About this exercise.
Every single entry must be restated word for word.

Data for analysis.
__________

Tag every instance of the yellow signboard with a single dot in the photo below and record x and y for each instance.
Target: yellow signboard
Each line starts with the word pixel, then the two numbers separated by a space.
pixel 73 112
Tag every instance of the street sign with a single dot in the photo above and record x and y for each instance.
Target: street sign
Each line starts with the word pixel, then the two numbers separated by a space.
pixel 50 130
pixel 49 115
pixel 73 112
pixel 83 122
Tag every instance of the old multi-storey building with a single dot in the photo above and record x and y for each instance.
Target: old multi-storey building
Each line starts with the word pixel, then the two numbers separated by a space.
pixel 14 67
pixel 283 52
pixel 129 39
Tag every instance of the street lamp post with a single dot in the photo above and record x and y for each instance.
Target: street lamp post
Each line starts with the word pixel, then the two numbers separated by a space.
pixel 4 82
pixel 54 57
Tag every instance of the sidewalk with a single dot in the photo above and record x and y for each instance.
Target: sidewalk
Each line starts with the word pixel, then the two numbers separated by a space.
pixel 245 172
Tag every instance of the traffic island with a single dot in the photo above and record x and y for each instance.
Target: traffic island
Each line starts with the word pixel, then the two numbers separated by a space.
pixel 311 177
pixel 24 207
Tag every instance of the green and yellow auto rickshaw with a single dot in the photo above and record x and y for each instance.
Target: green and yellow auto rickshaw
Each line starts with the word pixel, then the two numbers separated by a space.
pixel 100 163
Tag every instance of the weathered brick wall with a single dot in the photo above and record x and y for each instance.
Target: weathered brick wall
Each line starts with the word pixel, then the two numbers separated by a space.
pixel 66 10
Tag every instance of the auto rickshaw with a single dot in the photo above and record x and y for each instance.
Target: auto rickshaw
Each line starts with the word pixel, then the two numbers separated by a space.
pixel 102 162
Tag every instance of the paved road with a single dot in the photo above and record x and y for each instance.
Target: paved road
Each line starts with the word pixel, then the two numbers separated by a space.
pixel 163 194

__________

Result of the task.
Tag every instance of the yellow signboard with a single dot in the photo below and record x and y for each instance.
Target: yellow signboard
Each line starts with the word pixel, then the two numbers separated by a space.
pixel 73 112
Tag every instance of the street sign with a single dot in the photo above and record x and y for each instance.
Target: street sign
Each line starts with the word pixel, then the two numbers separated by a space.
pixel 50 130
pixel 49 115
pixel 73 112
pixel 83 122
Tag every instance of the old multi-storey building with a single dot in the photo above and record x and y for each instance.
Target: old multi-storey building
Each line starts with the word pixel, then the two numbers separated by a space.
pixel 14 67
pixel 283 52
pixel 129 39
Tag every instance of the street lamp post with a single dot in the photo above and record x and y for each instance.
Target: street lamp post
Each line starts with the word pixel, then the two numbers separated by a space.
pixel 4 82
pixel 54 57
Tag every instance of the sidewalk with a single dot in the photo above and record x and y for each instance.
Target: sidewalk
Each line starts with the word pixel, then the two numbers separated by a space.
pixel 245 172
Tag every instance of the traffic island with a single dot in the photo above and record x and y for each instance.
Target: traffic island
Each line starts with the word pixel, then the two numbers separated by a space.
pixel 311 177
pixel 24 207
Tag every instance of the green and yellow auto rickshaw with a single dot in the photo above and record x and y for each instance.
Target: green and yellow auto rickshaw
Each line starts with the word pixel, then the two numbers separated by a space.
pixel 100 163
Tag every instance of the weathered brick wall with a single dot in the photo above and record x and y for each instance.
Target: weathered brick wall
Each line starts with the word pixel, then the two numbers separated by a space.
pixel 66 10
Tag every instance of the auto rickshaw with a single dot in the photo above and record x and y for each instance.
Target: auto rickshaw
Each line starts with the word pixel, then the two numbers separated by a space.
pixel 102 162
Tag every instance of the paved road with a single dot in the photo above and record x and y for each instance.
Target: paved road
Each line starts with the word pixel, then the two numbers separated by a space.
pixel 163 194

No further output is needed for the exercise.